■ SHORT PROBLEM ■
Return the records below line for line, with no changes.

Some records:
====
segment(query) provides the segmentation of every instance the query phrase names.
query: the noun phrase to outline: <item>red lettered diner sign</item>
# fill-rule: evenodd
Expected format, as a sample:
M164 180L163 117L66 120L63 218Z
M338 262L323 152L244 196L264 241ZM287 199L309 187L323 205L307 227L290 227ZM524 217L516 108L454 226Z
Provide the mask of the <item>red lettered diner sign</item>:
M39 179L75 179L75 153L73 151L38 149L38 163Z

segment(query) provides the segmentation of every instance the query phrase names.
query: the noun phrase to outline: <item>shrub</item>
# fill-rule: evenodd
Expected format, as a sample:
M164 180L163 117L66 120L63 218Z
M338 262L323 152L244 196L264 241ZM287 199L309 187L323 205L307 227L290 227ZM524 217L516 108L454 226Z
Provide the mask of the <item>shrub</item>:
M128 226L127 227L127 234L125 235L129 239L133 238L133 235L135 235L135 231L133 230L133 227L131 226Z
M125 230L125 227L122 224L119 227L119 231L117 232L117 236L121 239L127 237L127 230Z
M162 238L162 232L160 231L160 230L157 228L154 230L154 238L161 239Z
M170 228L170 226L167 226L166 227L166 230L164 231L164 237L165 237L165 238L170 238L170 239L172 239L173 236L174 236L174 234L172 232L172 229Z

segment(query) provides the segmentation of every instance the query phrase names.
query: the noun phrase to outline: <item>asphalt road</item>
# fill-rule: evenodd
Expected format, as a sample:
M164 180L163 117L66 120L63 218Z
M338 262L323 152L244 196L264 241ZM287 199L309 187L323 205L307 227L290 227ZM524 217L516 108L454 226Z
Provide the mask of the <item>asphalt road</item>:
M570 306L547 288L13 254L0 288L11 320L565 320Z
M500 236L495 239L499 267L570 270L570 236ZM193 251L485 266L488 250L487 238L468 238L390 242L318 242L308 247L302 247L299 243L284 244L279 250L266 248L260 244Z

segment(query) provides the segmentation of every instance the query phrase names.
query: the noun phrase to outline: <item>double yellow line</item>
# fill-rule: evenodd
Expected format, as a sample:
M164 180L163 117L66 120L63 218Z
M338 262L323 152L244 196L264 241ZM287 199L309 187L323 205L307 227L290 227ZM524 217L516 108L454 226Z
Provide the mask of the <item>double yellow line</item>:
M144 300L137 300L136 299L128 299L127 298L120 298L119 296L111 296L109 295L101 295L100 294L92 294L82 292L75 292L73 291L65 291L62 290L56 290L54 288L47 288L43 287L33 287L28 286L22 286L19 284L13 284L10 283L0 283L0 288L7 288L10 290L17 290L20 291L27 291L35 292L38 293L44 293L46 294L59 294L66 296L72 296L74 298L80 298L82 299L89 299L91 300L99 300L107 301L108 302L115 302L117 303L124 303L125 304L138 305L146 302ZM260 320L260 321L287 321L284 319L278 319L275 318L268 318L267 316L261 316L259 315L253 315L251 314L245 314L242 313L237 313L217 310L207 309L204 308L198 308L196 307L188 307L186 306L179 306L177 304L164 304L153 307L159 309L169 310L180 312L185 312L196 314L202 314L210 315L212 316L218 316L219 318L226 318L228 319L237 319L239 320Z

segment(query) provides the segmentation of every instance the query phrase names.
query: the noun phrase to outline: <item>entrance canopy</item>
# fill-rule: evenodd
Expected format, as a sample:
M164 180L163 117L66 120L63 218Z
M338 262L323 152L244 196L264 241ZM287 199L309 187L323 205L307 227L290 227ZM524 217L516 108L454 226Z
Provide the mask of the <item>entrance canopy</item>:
====
■ OUTPUT BELOW ■
segment(query) provides the segmentation of every instance the query phrase names.
query: the noun phrase to outline: <item>red lettered diner sign</item>
# fill-rule: evenodd
Expected format, as a sample:
M164 180L163 117L66 120L63 218Z
M338 262L323 152L244 196L264 241ZM287 199L309 187L323 205L307 227L290 227ZM524 217L516 108L454 226Z
Provide the mask of the <item>red lettered diner sign</item>:
M39 179L75 179L75 153L73 151L38 149L38 163Z

segment(query) provides the segmentation of every instance the query phrase names.
query: the noun phrase to outline: <item>shrub</item>
# fill-rule: evenodd
Expected format, as a sample:
M164 180L163 117L66 120L63 218Z
M338 262L323 152L244 196L264 241ZM287 199L309 187L323 205L307 227L290 227ZM524 217L516 108L454 226Z
Provide the mask of the <item>shrub</item>:
M128 226L127 227L127 234L125 235L129 239L133 238L133 235L135 235L135 231L133 230L133 227L131 226Z
M125 230L125 227L122 224L119 227L119 231L117 232L117 236L121 239L127 237L127 230Z
M162 238L162 232L160 231L160 230L157 228L154 230L154 238L161 239Z
M170 228L170 226L167 226L166 227L166 230L164 231L164 237L165 237L165 238L170 238L170 239L172 239L173 236L174 236L174 234L172 232L172 229Z

segment(query) provides the segmentation of every instance the query phrase names.
query: the noun phrase to outline: <item>asphalt road</item>
# fill-rule: evenodd
Expected format, as a sample:
M164 180L163 117L66 120L63 218Z
M338 262L323 152L244 196L264 241ZM287 199L309 187L323 205L307 227L290 227ZM524 217L516 108L454 226Z
Provide the mask of the <item>asphalt road</item>:
M570 306L547 288L13 254L0 288L11 320L565 320Z
M500 236L495 239L499 267L570 270L570 236ZM193 251L485 266L488 250L487 238L468 238L390 242L318 242L308 247L302 247L299 243L284 244L279 250L266 248L260 244Z

segment(query) provides the segmentation of every instance the query phrase names.
query: the noun phrase to outline: <item>double yellow line</item>
# fill-rule: evenodd
Expected format, as a sample:
M164 180L163 117L66 120L63 218Z
M338 262L323 152L244 196L264 241ZM287 199L309 187L323 205L307 227L290 227ZM524 217L516 108L454 226Z
Provide the mask of the <item>double yellow line</item>:
M144 300L137 300L136 299L128 299L127 298L120 298L119 296L111 296L109 295L101 295L100 294L92 294L82 292L75 292L73 291L65 291L62 290L56 290L54 288L47 288L43 287L33 287L28 286L22 286L19 284L13 284L10 283L0 283L0 288L7 288L10 290L17 290L20 291L27 291L35 292L38 293L44 293L46 294L59 294L66 296L72 296L74 298L80 298L82 299L89 299L91 300L99 300L107 301L108 302L115 302L117 303L124 303L125 304L138 305L146 302ZM260 320L260 321L287 321L284 319L278 319L275 318L268 318L267 316L261 316L259 315L253 315L251 314L245 314L242 313L237 313L217 310L207 309L204 308L198 308L196 307L188 307L186 306L179 306L177 304L164 304L153 307L159 309L169 310L180 312L185 312L196 314L202 314L210 315L212 316L218 316L219 318L226 318L228 319L237 319L239 320Z

segment(query) provides the segmentation of every instance the query phrase names.
query: the noun phrase to outline: <item>entrance canopy</item>
# fill-rule: evenodd
Expected format, as a sample:
M164 180L163 117L66 120L63 218Z
M338 262L323 152L244 196L264 241ZM287 199L309 187L323 205L307 227L290 227ZM524 217L516 108L454 226Z
Provide the mask of the <item>entrance canopy</item>:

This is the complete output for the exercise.